I’ve heard a lot of people say their dog is more intelligent than ChatGPT. I suppose they would argue for a version of intelligence that doesn’t require (1) or (4) and is very tolerant of poor performance in (2) and (3).

■ ■ ■ ■ ■ ■ ■

Answer these questions from the passage on ChatGPT:
(a) What does the writer say many people claim about their dog?
(b) According to the writer, would that version of intelligence be strict or tolerant about poor performance in (2) and (3)?

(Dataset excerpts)
■ ■ ■ ■ ■ ■ ■

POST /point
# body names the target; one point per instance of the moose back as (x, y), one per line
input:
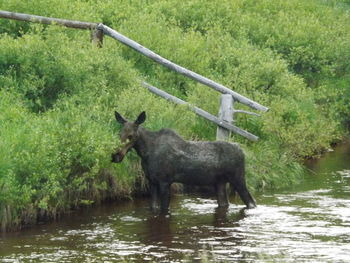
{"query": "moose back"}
(167, 158)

■ ■ ■ ■ ■ ■ ■

▶ _ANSWER SPACE_
(a) They say their dog is more intelligent than ChatGPT.
(b) It would be very tolerant of poor performance in (2) and (3).